**Text**
** START **
As general background, the Rule 21 Working Group includes members representing all aspects of the distributed generation community, with utility representatives, DG manufacturers, project developers, and regulators all represented in some form. Approximately 35 members actively attend meetings which are held approximately once every 4-6 weeks. Another 200 members track developments via an e-mail distribution list. Updated materials related to the Working Group, including meeting minutes, Rule 21 equipment certification information, as well as technical documents are available on the Energy Commission website at www.energy.ca.gov/distgen.
The Working Group process is overseen by the California Energy Commission, with technical support funded under contract via the Energy Commission's Public Interest Energy Research (PIER) program. To date, approximately $830,000 of public funding has been used to support the Rule 21 effort.
While the initial focus of the group was to craft a model Rule for the interconnection of distributed generation facilities installed and operated by utility customers, which it did during calendar year 2000, the group now meets for the sole purpose of improving the interconnection process. Issues are debated and addressed in varying degrees. Resolution of issues is often reached. In some instances, however, additional policy direction from policy-makers is required to resolve the issue.
This paper offers several thoughts in consideration of the upcoming DG rulemaking expected to be issued by the CPUC in the next few months. It is our expectation that the CPUC will continue to work closely with the Energy Commission in crafting the OIR, continuing its productive working relationship on DG issues and consistent with the recently approved Energy Action Plan.
** END **
**Recorded information**
** START **
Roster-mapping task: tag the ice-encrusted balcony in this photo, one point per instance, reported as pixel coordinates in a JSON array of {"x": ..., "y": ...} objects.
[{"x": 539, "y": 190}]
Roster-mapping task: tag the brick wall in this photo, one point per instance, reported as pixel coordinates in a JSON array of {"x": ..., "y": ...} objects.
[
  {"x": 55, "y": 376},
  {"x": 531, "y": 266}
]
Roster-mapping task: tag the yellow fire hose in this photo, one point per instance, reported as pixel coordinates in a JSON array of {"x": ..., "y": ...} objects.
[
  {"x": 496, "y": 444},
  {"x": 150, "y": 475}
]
** END **
** START **
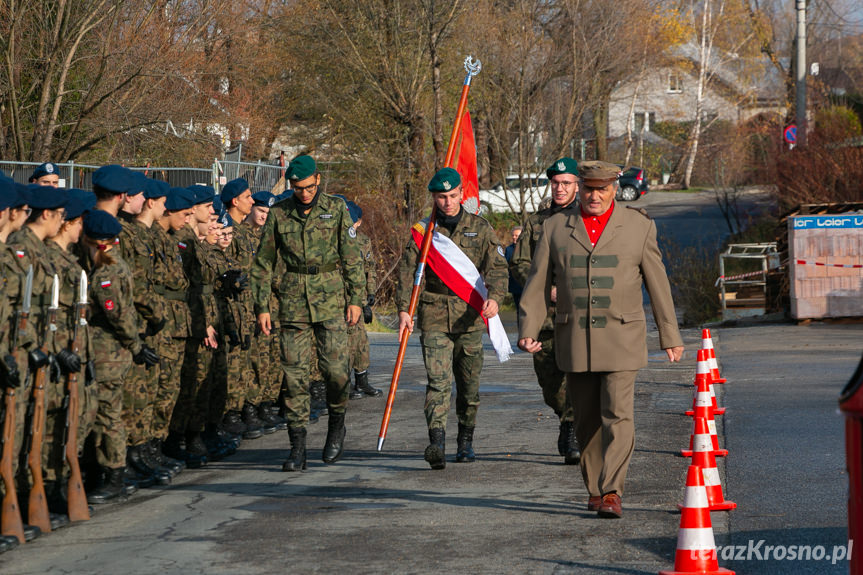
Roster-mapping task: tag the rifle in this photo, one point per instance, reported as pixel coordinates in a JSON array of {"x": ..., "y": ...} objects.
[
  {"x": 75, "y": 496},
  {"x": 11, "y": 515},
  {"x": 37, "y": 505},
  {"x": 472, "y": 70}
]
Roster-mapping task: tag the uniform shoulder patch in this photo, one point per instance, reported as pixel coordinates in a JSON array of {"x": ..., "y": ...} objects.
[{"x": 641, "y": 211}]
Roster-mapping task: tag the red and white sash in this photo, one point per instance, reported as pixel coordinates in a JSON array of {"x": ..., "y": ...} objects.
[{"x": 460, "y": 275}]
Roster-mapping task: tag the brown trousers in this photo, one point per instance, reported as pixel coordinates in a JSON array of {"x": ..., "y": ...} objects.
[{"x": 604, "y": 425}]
** END **
** START **
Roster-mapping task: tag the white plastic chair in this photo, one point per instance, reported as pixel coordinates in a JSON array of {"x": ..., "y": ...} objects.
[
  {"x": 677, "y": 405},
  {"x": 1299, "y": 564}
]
** END **
**Requests**
1: Copy out the passage on the Rule 21 Working Group word for word, everything from "The Working Group process" down to "Rule 21 effort.".
2: According to the passage on the Rule 21 Working Group, how much public funding has been used so far to support the Rule 21 effort?

**Solutions to each task**
1:
The Working Group process is overseen by the California Energy Commission, with technical support funded under contract via the Energy Commission's Public Interest Energy Research (PIER) program. To date, approximately $830,000 of public funding has been used to support the Rule 21 effort.

2: Approximately $830,000.